__Exercise objective__
Write out the stretch from the start of the records through the line that contains "M 251 116 L", with the requests included. Multiply every outline coordinate in the answers by 0.85 and round to whole numbers, with halves rounding up. Keep all numbers in the requests and their sample outlines unchanged, and leave out the pictures.
Start Material provided
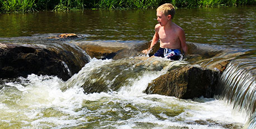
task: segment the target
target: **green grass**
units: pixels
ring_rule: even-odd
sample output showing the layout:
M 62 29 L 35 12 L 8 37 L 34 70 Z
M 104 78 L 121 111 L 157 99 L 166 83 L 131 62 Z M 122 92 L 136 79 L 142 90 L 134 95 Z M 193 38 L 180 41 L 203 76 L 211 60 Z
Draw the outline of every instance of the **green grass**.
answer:
M 0 0 L 0 12 L 28 12 L 37 10 L 68 11 L 93 9 L 155 8 L 171 3 L 178 8 L 255 5 L 255 0 Z

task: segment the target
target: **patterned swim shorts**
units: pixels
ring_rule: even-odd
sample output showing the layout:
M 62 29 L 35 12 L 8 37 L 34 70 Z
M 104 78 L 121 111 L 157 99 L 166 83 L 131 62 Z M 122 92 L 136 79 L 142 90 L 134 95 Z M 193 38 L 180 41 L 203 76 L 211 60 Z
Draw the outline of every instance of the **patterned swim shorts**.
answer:
M 181 52 L 179 49 L 160 48 L 154 56 L 177 61 L 181 57 Z

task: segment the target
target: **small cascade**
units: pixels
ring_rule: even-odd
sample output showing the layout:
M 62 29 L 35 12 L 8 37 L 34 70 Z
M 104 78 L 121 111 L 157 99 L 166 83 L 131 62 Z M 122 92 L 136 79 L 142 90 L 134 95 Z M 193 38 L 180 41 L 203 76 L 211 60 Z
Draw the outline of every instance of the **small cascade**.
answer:
M 251 116 L 256 107 L 255 61 L 236 59 L 222 75 L 219 93 L 220 98 L 233 103 L 234 108 L 245 110 Z M 255 117 L 255 116 L 254 116 Z

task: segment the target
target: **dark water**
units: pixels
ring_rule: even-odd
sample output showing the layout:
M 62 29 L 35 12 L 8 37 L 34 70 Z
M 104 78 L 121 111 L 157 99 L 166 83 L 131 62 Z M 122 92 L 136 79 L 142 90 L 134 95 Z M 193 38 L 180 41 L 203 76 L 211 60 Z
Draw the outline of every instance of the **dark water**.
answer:
M 135 66 L 141 64 L 139 59 L 130 58 L 93 59 L 67 84 L 56 77 L 32 75 L 21 79 L 20 83 L 7 81 L 0 85 L 0 127 L 241 128 L 245 123 L 244 120 L 249 119 L 247 122 L 251 125 L 245 127 L 253 128 L 255 125 L 255 9 L 256 6 L 177 9 L 173 19 L 185 31 L 187 42 L 193 47 L 190 48 L 190 53 L 205 56 L 199 58 L 191 56 L 185 62 L 207 66 L 216 61 L 233 59 L 221 77 L 220 85 L 225 87 L 223 91 L 226 93 L 220 98 L 234 106 L 224 108 L 226 102 L 214 99 L 181 100 L 143 93 L 149 82 L 166 72 L 164 68 L 150 70 L 148 73 L 139 71 L 139 75 L 137 75 L 138 72 L 132 73 L 137 76 L 125 80 L 117 93 L 84 95 L 79 86 L 83 85 L 87 78 L 95 81 L 110 75 L 118 78 L 127 74 L 127 70 L 132 72 L 134 67 L 129 63 Z M 157 23 L 155 15 L 155 9 L 0 14 L 0 43 L 7 41 L 41 43 L 45 41 L 39 42 L 41 38 L 63 33 L 82 36 L 77 42 L 146 43 L 151 39 L 154 33 Z M 161 68 L 170 67 L 169 61 L 159 59 L 153 59 L 152 62 L 160 62 Z M 146 69 L 154 64 L 152 62 L 144 62 L 148 64 L 143 67 Z M 177 63 L 184 65 L 187 62 Z M 124 75 L 111 75 L 115 68 L 109 68 L 118 67 L 118 64 L 127 64 L 118 67 L 118 73 L 122 71 L 121 73 Z M 89 76 L 95 72 L 98 74 L 99 70 L 103 71 L 99 75 L 100 78 Z M 106 81 L 108 85 L 114 83 L 113 80 Z M 60 90 L 69 84 L 70 86 L 68 87 L 74 88 L 65 92 Z M 247 116 L 237 115 L 236 111 L 231 115 L 232 107 L 239 108 L 239 112 L 246 110 Z

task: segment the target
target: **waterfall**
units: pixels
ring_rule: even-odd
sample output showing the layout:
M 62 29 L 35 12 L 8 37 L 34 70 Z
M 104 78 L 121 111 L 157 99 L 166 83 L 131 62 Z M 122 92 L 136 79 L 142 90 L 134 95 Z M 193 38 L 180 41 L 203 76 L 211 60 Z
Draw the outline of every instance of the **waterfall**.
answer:
M 219 85 L 220 98 L 233 103 L 234 108 L 244 109 L 250 117 L 246 126 L 248 128 L 256 127 L 255 63 L 255 61 L 248 61 L 248 59 L 231 62 L 221 75 Z

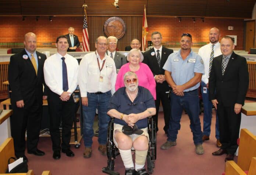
End Material provided
__Finished answer__
task: segment the target
target: **green grass**
units: pixels
ring_rule: even-odd
sample output showing the layout:
M 62 29 L 35 12 L 8 37 L 34 70 Z
M 104 78 L 121 111 L 157 99 L 166 83 L 131 62 Z M 122 92 L 136 79 L 142 90 L 134 95 Z M 193 38 L 180 41 L 203 76 L 211 60 Z
Draw the outline of every instance of the **green grass**.
answer:
M 0 0 L 0 10 L 24 10 L 31 9 L 58 9 L 79 8 L 132 7 L 145 3 L 151 7 L 217 4 L 217 0 Z

task: segment the target
target: **patterned swim shorts**
units: pixels
ring_rule: even-odd
sample output showing the layout:
M 62 29 L 35 12 L 8 37 L 34 70 Z
M 104 78 L 121 111 L 157 99 L 166 83 L 131 62 Z M 122 92 L 136 79 L 142 90 L 134 95 Z M 193 38 L 180 41 L 203 76 L 211 60 Z
Draw the outline of every instance of the **patterned swim shorts**.
answer:
M 154 44 L 152 42 L 136 41 L 131 48 L 150 52 L 154 48 Z

task: segment the target
target: **small cascade**
units: pixels
ring_rule: even-odd
sample output showing the layout:
M 62 29 L 35 12 L 8 37 L 34 70 Z
M 104 78 L 121 111 L 157 99 L 166 83 L 131 62 Z M 122 92 L 136 79 L 142 90 L 134 95 Z M 193 38 L 180 41 L 203 76 L 211 60 Z
Draw the outline of every instance of the **small cascade**.
answer:
M 213 99 L 218 91 L 217 52 L 201 50 L 189 64 L 186 79 L 187 83 L 198 88 L 199 92 L 208 94 Z M 217 99 L 217 99 L 216 99 Z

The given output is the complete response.